Exercise requirements: Please reproduce the entries below exactly from the line with "Target: roof rail" through their last line, leaving out any pictures.

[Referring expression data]
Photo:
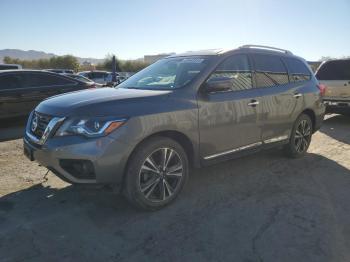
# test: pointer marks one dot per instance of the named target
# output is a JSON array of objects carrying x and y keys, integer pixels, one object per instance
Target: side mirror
[{"x": 219, "y": 84}]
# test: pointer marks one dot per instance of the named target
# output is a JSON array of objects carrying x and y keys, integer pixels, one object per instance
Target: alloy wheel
[
  {"x": 302, "y": 136},
  {"x": 160, "y": 174}
]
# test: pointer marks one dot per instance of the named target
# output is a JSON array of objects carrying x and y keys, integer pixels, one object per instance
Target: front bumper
[{"x": 106, "y": 157}]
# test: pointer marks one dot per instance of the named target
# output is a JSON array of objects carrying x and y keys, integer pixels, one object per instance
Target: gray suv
[{"x": 187, "y": 110}]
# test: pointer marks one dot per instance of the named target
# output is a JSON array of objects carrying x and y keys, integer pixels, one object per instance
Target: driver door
[{"x": 228, "y": 121}]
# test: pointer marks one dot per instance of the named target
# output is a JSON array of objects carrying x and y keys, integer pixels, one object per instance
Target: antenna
[{"x": 267, "y": 48}]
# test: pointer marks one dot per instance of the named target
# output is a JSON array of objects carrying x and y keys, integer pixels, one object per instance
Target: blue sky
[{"x": 133, "y": 28}]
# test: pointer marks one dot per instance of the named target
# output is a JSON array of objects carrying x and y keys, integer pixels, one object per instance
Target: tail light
[{"x": 322, "y": 89}]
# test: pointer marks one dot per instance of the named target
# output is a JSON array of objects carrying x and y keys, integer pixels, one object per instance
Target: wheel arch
[
  {"x": 177, "y": 136},
  {"x": 309, "y": 112}
]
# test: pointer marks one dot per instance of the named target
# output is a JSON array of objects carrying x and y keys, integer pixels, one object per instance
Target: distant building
[{"x": 149, "y": 59}]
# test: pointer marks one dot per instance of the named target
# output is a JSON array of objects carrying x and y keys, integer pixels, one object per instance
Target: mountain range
[{"x": 34, "y": 55}]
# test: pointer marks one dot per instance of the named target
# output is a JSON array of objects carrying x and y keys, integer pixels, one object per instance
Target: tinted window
[
  {"x": 98, "y": 75},
  {"x": 38, "y": 80},
  {"x": 237, "y": 69},
  {"x": 10, "y": 81},
  {"x": 297, "y": 70},
  {"x": 270, "y": 71},
  {"x": 334, "y": 70},
  {"x": 6, "y": 67}
]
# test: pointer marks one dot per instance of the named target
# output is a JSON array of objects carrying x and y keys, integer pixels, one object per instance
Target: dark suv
[
  {"x": 22, "y": 90},
  {"x": 186, "y": 110}
]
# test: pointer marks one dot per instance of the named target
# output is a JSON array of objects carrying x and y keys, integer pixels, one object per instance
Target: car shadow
[
  {"x": 337, "y": 127},
  {"x": 262, "y": 207}
]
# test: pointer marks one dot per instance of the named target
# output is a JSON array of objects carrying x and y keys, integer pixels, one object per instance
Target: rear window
[
  {"x": 297, "y": 70},
  {"x": 10, "y": 81},
  {"x": 40, "y": 80},
  {"x": 270, "y": 71},
  {"x": 7, "y": 67},
  {"x": 334, "y": 70}
]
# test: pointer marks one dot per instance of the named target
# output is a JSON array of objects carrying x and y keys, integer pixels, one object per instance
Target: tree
[{"x": 66, "y": 62}]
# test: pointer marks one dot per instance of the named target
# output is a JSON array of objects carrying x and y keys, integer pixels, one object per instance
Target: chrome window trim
[
  {"x": 233, "y": 150},
  {"x": 276, "y": 139}
]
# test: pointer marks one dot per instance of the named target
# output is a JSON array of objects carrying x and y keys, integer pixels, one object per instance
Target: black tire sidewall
[
  {"x": 132, "y": 190},
  {"x": 291, "y": 150}
]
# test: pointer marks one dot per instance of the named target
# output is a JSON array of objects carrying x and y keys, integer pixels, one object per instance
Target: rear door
[
  {"x": 336, "y": 76},
  {"x": 11, "y": 95},
  {"x": 280, "y": 102},
  {"x": 228, "y": 120}
]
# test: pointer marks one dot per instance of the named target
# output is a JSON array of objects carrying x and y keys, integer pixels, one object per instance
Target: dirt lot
[{"x": 263, "y": 207}]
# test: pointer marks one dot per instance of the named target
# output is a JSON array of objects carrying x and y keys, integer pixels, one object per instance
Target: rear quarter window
[
  {"x": 297, "y": 69},
  {"x": 334, "y": 70},
  {"x": 269, "y": 71}
]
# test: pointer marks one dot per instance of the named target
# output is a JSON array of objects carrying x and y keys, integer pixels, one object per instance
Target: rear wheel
[
  {"x": 156, "y": 173},
  {"x": 300, "y": 138}
]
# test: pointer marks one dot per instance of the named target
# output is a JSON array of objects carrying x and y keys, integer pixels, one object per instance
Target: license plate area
[{"x": 28, "y": 152}]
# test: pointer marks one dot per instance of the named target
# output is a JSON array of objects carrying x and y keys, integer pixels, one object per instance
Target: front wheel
[
  {"x": 300, "y": 137},
  {"x": 156, "y": 173}
]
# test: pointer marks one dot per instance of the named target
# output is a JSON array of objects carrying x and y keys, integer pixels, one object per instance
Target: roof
[{"x": 250, "y": 48}]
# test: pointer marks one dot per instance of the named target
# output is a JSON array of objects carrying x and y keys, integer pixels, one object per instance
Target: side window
[
  {"x": 334, "y": 70},
  {"x": 41, "y": 80},
  {"x": 269, "y": 71},
  {"x": 10, "y": 81},
  {"x": 298, "y": 70},
  {"x": 236, "y": 69}
]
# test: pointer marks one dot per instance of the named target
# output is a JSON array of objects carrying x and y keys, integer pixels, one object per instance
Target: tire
[
  {"x": 153, "y": 181},
  {"x": 300, "y": 137}
]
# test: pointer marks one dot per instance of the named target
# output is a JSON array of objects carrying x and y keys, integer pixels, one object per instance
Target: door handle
[{"x": 253, "y": 103}]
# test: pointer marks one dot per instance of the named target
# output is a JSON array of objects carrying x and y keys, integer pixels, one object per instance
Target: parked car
[
  {"x": 22, "y": 90},
  {"x": 84, "y": 79},
  {"x": 186, "y": 110},
  {"x": 10, "y": 66},
  {"x": 61, "y": 71},
  {"x": 335, "y": 75},
  {"x": 97, "y": 76}
]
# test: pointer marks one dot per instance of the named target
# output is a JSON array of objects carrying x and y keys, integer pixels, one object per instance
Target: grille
[{"x": 43, "y": 121}]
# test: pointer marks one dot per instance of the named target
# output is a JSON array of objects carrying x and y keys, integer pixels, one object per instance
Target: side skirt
[{"x": 243, "y": 151}]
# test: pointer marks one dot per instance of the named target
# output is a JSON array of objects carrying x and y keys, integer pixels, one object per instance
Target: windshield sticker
[{"x": 192, "y": 60}]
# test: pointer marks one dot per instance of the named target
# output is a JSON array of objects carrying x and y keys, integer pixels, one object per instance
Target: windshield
[{"x": 165, "y": 74}]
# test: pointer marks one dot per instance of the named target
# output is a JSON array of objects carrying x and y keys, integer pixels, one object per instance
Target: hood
[{"x": 101, "y": 102}]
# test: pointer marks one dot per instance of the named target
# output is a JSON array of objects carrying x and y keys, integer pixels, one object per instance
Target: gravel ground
[{"x": 263, "y": 207}]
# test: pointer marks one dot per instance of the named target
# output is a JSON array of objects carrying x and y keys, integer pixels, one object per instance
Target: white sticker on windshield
[{"x": 192, "y": 60}]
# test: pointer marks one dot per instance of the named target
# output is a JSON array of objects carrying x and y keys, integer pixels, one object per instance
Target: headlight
[{"x": 89, "y": 127}]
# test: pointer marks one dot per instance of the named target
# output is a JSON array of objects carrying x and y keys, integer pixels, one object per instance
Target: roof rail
[{"x": 267, "y": 48}]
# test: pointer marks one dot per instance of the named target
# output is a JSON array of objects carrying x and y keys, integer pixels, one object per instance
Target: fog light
[{"x": 81, "y": 169}]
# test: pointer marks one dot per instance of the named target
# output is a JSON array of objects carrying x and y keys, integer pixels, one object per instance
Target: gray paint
[{"x": 217, "y": 124}]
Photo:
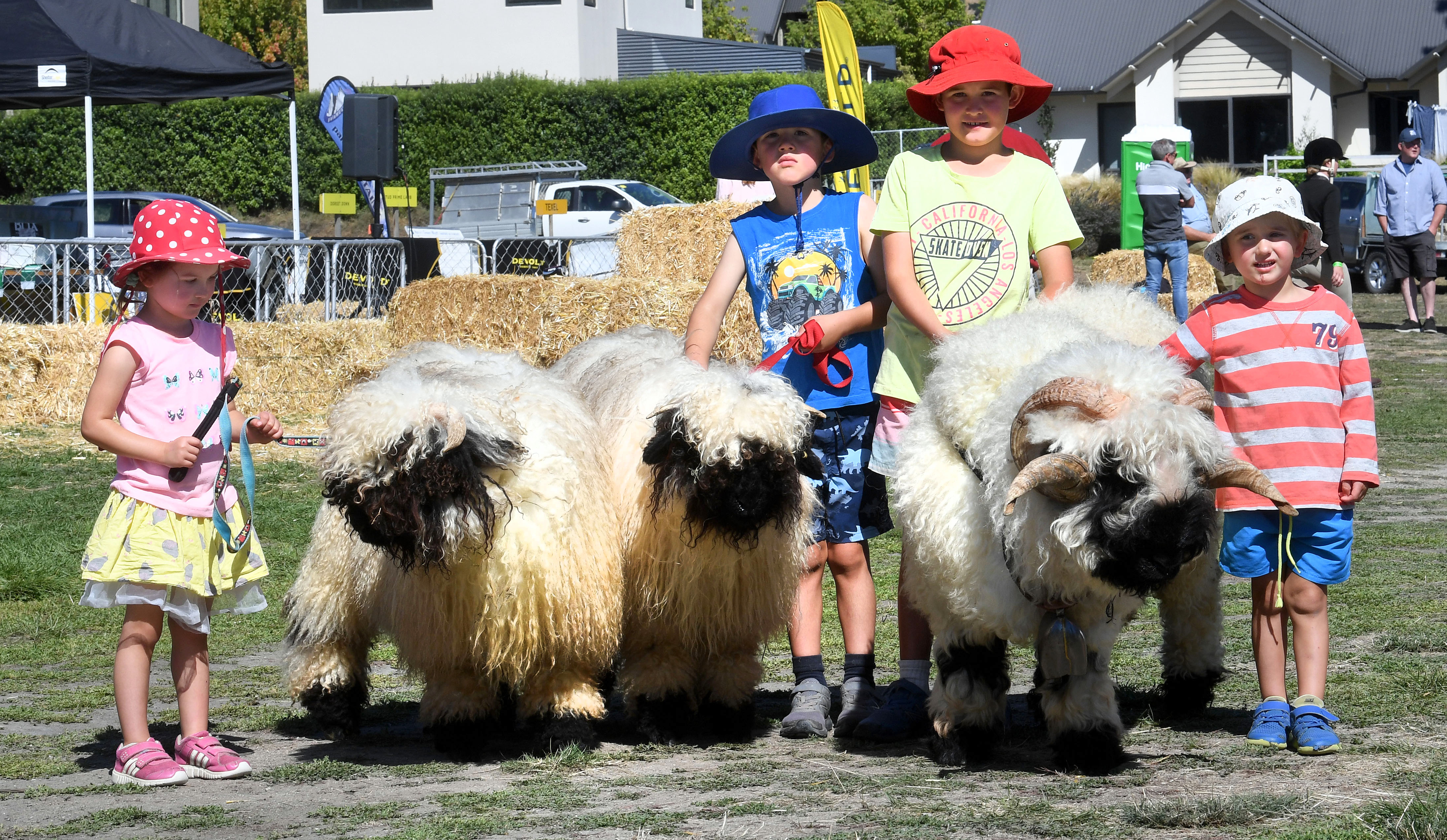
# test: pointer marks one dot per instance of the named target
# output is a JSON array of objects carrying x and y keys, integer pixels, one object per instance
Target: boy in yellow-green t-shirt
[{"x": 960, "y": 223}]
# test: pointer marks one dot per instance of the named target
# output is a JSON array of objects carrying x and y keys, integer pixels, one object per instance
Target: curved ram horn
[
  {"x": 1233, "y": 473},
  {"x": 1194, "y": 395},
  {"x": 453, "y": 423},
  {"x": 1058, "y": 476},
  {"x": 1084, "y": 395}
]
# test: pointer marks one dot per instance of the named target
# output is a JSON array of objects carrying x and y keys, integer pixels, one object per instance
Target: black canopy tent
[{"x": 116, "y": 52}]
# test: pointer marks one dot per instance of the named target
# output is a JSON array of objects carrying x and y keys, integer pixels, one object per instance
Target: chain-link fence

Solved problem:
Target: roof rail
[{"x": 267, "y": 48}]
# test: pointer marks one dot per instance of the named target
# output is a JSON array of objects carrying x and y keys, integer pixels, one object per instance
Target: fog light
[{"x": 81, "y": 169}]
# test: pointer marks one dot per instance of the named target
# output is a JSON array of objects carrying x and y keys, integer pixels, one object per instance
Target: gray paint
[{"x": 217, "y": 124}]
Photo:
# test: pointer marks one dot per instance of the named target
# output is a JSON array of objects carrying x and y keys, integer pixels, one object per instance
Target: boy in yellow-green t-shirt
[{"x": 960, "y": 223}]
# test: pointer marks one dot per instance of the named target
# output is a JSON array of objects carrying x and y keys, integer pixels, one object per instance
Target: curved ram horn
[
  {"x": 1233, "y": 473},
  {"x": 1194, "y": 395},
  {"x": 453, "y": 423},
  {"x": 1058, "y": 476},
  {"x": 1084, "y": 395}
]
# test: pointer marks one dot per instance of the named target
# output is a JSON array of objects carrying x and y keys, integer pixels, one object per instance
Target: black canopy tent
[{"x": 116, "y": 52}]
# test: pointer marks one dot per instance of the named target
# output is a JSON array of objects carrying x and y keys, integer pixels, one object per instance
Target: chain-link fence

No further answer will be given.